[TEXT PASSAGE]:

The goal of canpumf is to facilitate ingesting, organizing, and working with StatCan PUMF data in R.
You can install the current development version of canpumf from GitHub with:
remotes::install_github("mountainmath/canpumf")Please consult the documentation and example articles for further information.
StatCan publishes an official guide to the Labour Force Survey for different vintages of the LFS.
PUMF data can be large and should be cached locally. Set the
canpumf.cache_path option to a local directory via
options(canpumf.cache_path="<your local path>") in
your .Rprofile. Without this, data is stored in
tempdir() for the session only.
On first use PUMF data is imported into DuckDB. By default a PUMF
DuckDB connection will be shown in the RStudio (or Positron) Connections
Pane once a connection is opened, you control the default behaviour by
setting the canpumf.register_connection option in your
.Rprofile:
options("canpumf.register_connection" = TRUE)
Some PUMF data is available from StatCan via direct download and can
be accessed directly via get_pumf(). In other cases, PUMF
data must be ordered via EFT and deposited in the cache directory so
get_pumf() can find it.

[INSTRUCTIONS]:
a - Copy the canpumf page word for word, starting at "The goal of" and ending at "of the LFS.".
b - Continue the canpumf page from its last sentence.
The listing that follows the canpumf page is separate material.

[SOURCE DATA]:

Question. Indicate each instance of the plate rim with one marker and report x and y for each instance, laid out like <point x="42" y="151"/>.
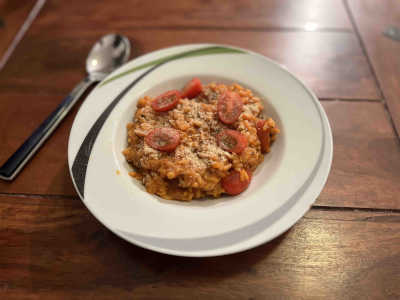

[RESPONSES]:
a -
The goal of canpumf is to facilitate ingesting, organizing, and working with StatCan PUMF data in R.
You can install the current development version of canpumf from GitHub with:
remotes::install_github("mountainmath/canpumf")Please consult the documentation and example articles for further information.
StatCan publishes an official guide to the Labour Force Survey for different vintages of the LFS.

b -
get_pumf() downloads (if needed), parses metadata,
applies value labels automatically, and returns a lazy
dplyr::tbl() backed by a local DuckDB database. Call
dplyr::collect() to load into memory.
Column values are labeled automatically (e.g. province codes become
factor levels like "British Columbia"). Column
names remain as short coded names by default
(e.g. PROV, LFSSTAT). To rename columns to
human-readable variable labels, pipe through
label_pumf_columns():
tbl <- get_pumf("LFS", "2022") |>
label_pumf_columns()When done querying, release the DuckDB connection with
close_pumf(tbl).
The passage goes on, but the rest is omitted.